Passage cité.
= = = = = = =

Abolir la dictature constitutionnelle !

Abolir la dictature constitutionnelle !

Mercredi 19 février 2020, par Ecole critique de Strasbourg

L’article ci-dessous a été publié par l’École Critique De Strasbourg Pour L’émancipation. Nous le publions avec leur accord. Son analyse s’inscrit parfaitement dans les critiques qui fleurissent enfin vis-à-vis de nos institutions. Vous pouvez aussi le retrouver sur le site http://ecsemancipation.com .

Abolir la dictature constitutionnelle !

Une Constitution, qui a pour objet de définir le fonctionnement des institutions d’un État, doit contenir des dispositions qui permettent d’organiser des débats publics sur les questions relevant d’un projet de société. La contre-réforme des retraites et des pensions est une belle illustration du contraire, attestant de la nature anti-démocratique de l’actuelle Constitution et de la loi électorale. Le débat public est bloqué dans le pays pour une raison purement idéologique : l’interprétation que l’élite politico-médiatique donne de la signification des élections. Elle nous assène que l’élection du président de la République lui donne le droit d’appliquer le programme défendu pendant sa campagne, et ce, quelles que puissent être les protestations sociales et même les objections institutionnelles, pour argumentées qu’elles soient : il n’y a qu’à penser au diagnostic avisé des syndicats que vient conforter l’avis du Conseil d’État publié le 24 janvier 2020. Le processus politique, éphémère, s’arrêterait le soir des élections : seul importerait le résultat final et tout l’agenda politique serait fixé de manière unilatérale par l’exécutif.

= = = = = = =

Le problème. Reproduisez à l'identique, s'il vous plaît, le passage du texte sur la dictature constitutionnelle qui va de « Mercredi 19 février » jusqu'à « site http://ecsemancipation.com . ». Le matériel qui suit n'est pas nécessaire.

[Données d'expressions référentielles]
= = = = = = =

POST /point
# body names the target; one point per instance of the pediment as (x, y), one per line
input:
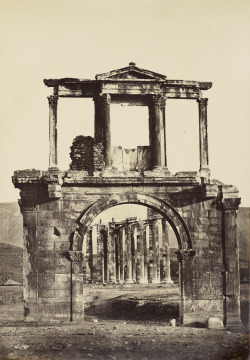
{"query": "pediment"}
(131, 72)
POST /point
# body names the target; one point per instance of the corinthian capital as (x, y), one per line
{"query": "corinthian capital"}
(159, 100)
(202, 101)
(102, 99)
(53, 99)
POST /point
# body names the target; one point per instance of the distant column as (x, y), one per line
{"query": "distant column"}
(102, 125)
(203, 133)
(166, 254)
(146, 251)
(156, 258)
(53, 100)
(123, 236)
(134, 251)
(157, 131)
(128, 257)
(140, 255)
(94, 254)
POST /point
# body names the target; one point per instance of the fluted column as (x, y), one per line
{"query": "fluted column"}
(231, 263)
(146, 251)
(134, 251)
(157, 131)
(128, 256)
(102, 125)
(53, 100)
(166, 254)
(203, 138)
(94, 255)
(123, 237)
(155, 246)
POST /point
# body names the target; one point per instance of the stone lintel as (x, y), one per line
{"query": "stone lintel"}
(209, 191)
(229, 191)
(185, 254)
(75, 255)
(231, 203)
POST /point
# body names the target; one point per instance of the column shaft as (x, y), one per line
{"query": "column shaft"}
(53, 130)
(157, 131)
(231, 263)
(102, 125)
(203, 133)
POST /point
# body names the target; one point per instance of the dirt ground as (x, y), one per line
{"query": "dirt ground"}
(120, 323)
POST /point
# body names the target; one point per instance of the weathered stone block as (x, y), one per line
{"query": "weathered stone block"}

= = = = = = =

Résultat de l'exercice.
Mercredi 19 février 2020, par Ecole critique de Strasbourg

L’article ci-dessous a été publié par l’École Critique De Strasbourg Pour L’émancipation. Nous le publions avec leur accord. Son analyse s’inscrit parfaitement dans les critiques qui fleurissent enfin vis-à-vis de nos institutions. Vous pouvez aussi le retrouver sur le site http://ecsemancipation.com .